● AIM: Your task is to print every entry below exactly as given.

● EXERCISE MATERIAL:

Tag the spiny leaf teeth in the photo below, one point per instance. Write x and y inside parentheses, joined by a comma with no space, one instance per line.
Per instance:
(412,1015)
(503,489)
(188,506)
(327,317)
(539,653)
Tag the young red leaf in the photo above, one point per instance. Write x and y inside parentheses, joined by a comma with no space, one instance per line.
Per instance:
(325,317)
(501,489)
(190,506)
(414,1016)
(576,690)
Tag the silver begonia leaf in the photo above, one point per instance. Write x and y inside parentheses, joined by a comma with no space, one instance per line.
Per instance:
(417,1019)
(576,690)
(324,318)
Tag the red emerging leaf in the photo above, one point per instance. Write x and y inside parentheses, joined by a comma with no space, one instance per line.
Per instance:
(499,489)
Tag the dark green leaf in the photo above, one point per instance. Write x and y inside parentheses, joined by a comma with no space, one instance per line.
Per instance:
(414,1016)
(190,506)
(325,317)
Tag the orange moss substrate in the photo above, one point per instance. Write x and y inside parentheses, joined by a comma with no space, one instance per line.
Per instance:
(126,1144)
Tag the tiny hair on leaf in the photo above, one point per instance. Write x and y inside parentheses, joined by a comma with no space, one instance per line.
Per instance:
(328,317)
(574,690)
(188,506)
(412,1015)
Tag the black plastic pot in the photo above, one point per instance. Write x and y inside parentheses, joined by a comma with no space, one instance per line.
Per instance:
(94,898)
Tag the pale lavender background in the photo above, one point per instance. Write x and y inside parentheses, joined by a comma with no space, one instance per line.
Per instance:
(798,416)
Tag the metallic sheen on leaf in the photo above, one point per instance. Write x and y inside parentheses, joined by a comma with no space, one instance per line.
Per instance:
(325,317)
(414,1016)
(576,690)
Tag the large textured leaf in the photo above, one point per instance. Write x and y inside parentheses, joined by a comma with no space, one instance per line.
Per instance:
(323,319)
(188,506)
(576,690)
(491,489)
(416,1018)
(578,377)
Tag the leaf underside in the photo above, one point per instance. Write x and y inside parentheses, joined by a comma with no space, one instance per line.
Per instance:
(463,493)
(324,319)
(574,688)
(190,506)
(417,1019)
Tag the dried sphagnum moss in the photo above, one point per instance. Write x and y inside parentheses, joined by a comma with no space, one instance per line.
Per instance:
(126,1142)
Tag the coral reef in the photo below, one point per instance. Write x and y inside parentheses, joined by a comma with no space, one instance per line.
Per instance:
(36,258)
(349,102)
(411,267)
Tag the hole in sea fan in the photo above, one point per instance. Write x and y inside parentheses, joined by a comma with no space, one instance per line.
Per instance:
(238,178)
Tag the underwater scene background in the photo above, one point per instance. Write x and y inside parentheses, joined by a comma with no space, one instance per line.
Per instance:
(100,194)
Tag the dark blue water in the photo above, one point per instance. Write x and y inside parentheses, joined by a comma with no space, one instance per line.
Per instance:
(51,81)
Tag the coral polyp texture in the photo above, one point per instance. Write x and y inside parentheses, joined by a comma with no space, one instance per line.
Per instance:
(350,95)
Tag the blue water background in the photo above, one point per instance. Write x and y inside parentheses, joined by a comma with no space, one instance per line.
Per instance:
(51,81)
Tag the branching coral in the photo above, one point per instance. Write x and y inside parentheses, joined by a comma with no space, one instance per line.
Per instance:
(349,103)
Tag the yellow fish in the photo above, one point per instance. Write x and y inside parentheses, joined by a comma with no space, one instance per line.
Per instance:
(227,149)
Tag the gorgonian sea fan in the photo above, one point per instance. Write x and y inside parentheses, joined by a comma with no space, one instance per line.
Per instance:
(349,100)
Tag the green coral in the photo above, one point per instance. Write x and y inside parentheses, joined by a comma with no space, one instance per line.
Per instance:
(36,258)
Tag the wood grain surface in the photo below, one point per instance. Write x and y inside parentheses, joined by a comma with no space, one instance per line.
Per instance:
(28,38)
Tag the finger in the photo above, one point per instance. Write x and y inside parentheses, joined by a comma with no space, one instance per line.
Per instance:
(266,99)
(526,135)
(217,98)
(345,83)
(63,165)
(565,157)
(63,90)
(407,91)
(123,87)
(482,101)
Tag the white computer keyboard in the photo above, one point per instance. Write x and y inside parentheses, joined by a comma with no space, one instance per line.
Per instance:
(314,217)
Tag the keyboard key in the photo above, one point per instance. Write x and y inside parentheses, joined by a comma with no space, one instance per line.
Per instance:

● RESPONSE BELOW:
Tag the spiny leaf teeth in the photo below, one point per instance. Write x and y inside parentheses, joined by a comma with no space, one instance per line.
Per instance:
(412,1015)
(503,489)
(188,506)
(327,317)
(539,653)
Tag the young red leaf in the photo above, one point per instance. Write x and y inside parentheses, joined by a comma with no space, one instance per line.
Per instance:
(325,317)
(501,489)
(190,506)
(414,1016)
(576,690)
Tag the silver begonia leaf in the photo above, one point per instance. Write x and y inside parentheses, joined by a comma with no space, one instance per line.
Per instance:
(417,1019)
(576,690)
(324,318)
Tag the red emerging leaf in the photo above, one point per instance. Write x and y inside parentheses, joined by a comma with no space, one instance per line.
Per instance:
(499,489)
Tag the dark green leaf in the photo above, one point per instance. Write x and y inside parentheses, joined by a comma with no space, one instance per line.
Per instance:
(414,1016)
(190,506)
(325,317)
Tag the orange moss substrate in the photo above, one point per instance. Write x and y inside parentheses, joined by a comma with no space, one instance per line.
Per instance:
(126,1144)
Tag the tiny hair on leaf in the photo above, one point per instance. Write x and y inside parentheses, joined by a comma with no space, one instance per line.
Per instance:
(328,317)
(574,690)
(188,506)
(412,1015)
Tag the black plastic pot in the photo above, one point per instance. Write x and y inside parentheses, joined by a comma with no space, one instance per line.
Per instance:
(94,898)
Tag the pale lavender background in the photo above, one point per instance. Write x and y inside parentheses, joined by a comma with no space, one instance per line.
Per instance:
(798,416)
Tag the metallic sheen on leaf in the photo above, one point per instance. Write x and y inside parentheses, joined by a comma with no space, one instance per line.
Per instance:
(325,317)
(414,1016)
(576,690)
Tag the large textured leaf in the photo above, one point per instance. Write x and y inside parentheses, joined by a comma with no space, one instance per line.
Per instance:
(323,319)
(188,506)
(576,690)
(491,489)
(416,1018)
(578,377)
Tag the leaf underside in the photo above, one point per instance. Write x and y inside parentheses, joined by a comma with no space, one instance per line.
Per instance:
(463,493)
(324,319)
(574,688)
(190,506)
(417,1019)
Tag the dried sphagnum moss in the photo above, one point per instance. Write x and y inside parentheses, joined by a comma with no space, one instance per line.
Per instance:
(126,1142)
Tag the coral reef in the photo below, one point per instance. Write x and y inside parentheses, joined by a comma with no space, one instance per line.
Per instance:
(36,258)
(349,102)
(411,267)
Tag the hole in sea fan in the photo above, one point per instance. Write x and y inside parentheses, joined by a comma with no space, one instance per line.
Per instance:
(238,178)
Tag the underwater scene background in the photo above, one point per instance. Write x and y inside parentheses, joined by a comma with no space, one instance per line.
Per instance:
(100,194)
Tag the dark blue water in the photo above, one point per instance. Write x and y inside parentheses, joined by a comma with no space, one instance per line.
Per instance:
(51,81)
Tag the coral polyp texture in the photo above, one point per instance. Write x and y inside parentheses, joined by a comma with no space, one instance per line.
Per instance:
(350,95)
Tag the blue water background in the photo above, one point per instance. Write x and y inside parentheses, joined by a comma with no space, one instance per line.
Per instance:
(51,81)
Tag the branching coral in the photo above, one point per instance. Write x and y inside parentheses, joined by a comma with no space, one instance per line.
Per instance:
(349,103)
Tag the yellow fish in the photo above, one point per instance. Write x and y inside parentheses, joined by a comma with no space, one instance per line.
Per instance:
(227,149)
Tag the gorgonian sea fan in the photo above, one point per instance. Write x and y inside parentheses, joined by a comma with no space, one instance per line.
Per instance:
(349,100)
Tag the green coral in the photo above, one point per instance. Write x and y inside parentheses, joined by a comma with no space, one instance per line.
Per instance:
(36,258)
Tag the wood grain surface in the photo below, one point per instance. Write x and y inside parentheses, joined by a comma with no space, one instance per line.
Per instance:
(28,38)
Tag the finger in the photo above, one point per instance. Write x and y inside parentheses, joined by a comma with no space, one instance per line.
Per instance:
(266,99)
(526,135)
(217,98)
(345,83)
(63,165)
(565,157)
(63,90)
(407,91)
(123,87)
(482,101)
Tag the white computer keyboard in the photo above, one point per instance. Write x and y inside parentheses, joined by a comma with no space, one instance per line.
Per instance:
(314,217)
Tag the keyboard key in the photo above, one point per instance. Write x and y inside parentheses, joined by a comma with no space, one instance per line.
Per instance:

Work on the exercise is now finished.